**Text segment**
********************
The logic is that all objects exert a gravitational force relative to it’s size and the distance of the object it is acting on. The furthur away from the Earth you are, the weaker the gravity.

Gravity acts as a force, causing objects to accelerate (F=ma). That means our rocket must continue to accelerate against gravity in order to maintain it’s constant upward velocity.

Or another way to think of it:
If I fire a cannon straight up, it leaves the barrel with a particular upward velocity. Gravity will cause the object to decelerate at 32 f/s/s (9.8m/s/s) until it eventually slows to a velocity of zero and begins accelerating back towards the earth.

If I fire that projectile at 12 km/s, it won’t decelerate to zero velocity until it has passed a point where gravity no longer has an effect

Escape velocity* is the speed you need to throw an object at, so it doesn’t need any additional push to escape the earth’s gravity pull.
********************
**Information supplied**

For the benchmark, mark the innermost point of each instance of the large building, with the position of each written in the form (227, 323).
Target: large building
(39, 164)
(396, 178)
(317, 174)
********************
**Your tasks**
A. According to the gravity explanation, at what rate does gravity slow an object fired straight up?
B. Continue the gravity explanation from the point where it stops.

**Final results**
A. 32 f/s/s (9.8 m/s/s).

B.
If you throw a ball upwards at 1mph, it will fly up about 1/2 inch before falling down. If you shoot it at 100mph, it’ll go up maybe 300 ft before coming back down. If you shoot it at 12km/s, it’ll keep on going and never come back. (Ignoring atmospheric friction)

*Technically it’s incorrect to refer to it as “escape velocity” - it’s really "escape speed because the direction doesn’t matter, as long as you don’t aim at the ground.

Right. Escape velocity is a ballistic speed. It applies to objects whose propulsion ends after the beginning of its journey. All rockets are like this. They need 17,000 mph to go into orbit and not drop back to earth and 25,000 mph to leave earth orbit.

The space elevator is an example of the propelled object. One can travel up the elevator away from earth at any speed and just drop into an orbit because force is being applied to the object at every moment, not just at the beginning.

Wiki’s explanation covers this.

Also, escape velocity depends on where you are. The 12km/s number is escape velocity from the ground (or from low earth orbit, which really is very low.) Escape velocity from, say, geosynchronous orbit is much lower.

So if you have a rocket with a limitless fuel supply, you can set your autopilot to climb at a rate of 1mph. Eventually you’ll reach an altitude where escape velocity is less than 1mph, at which point you can cut off the engine and coast away.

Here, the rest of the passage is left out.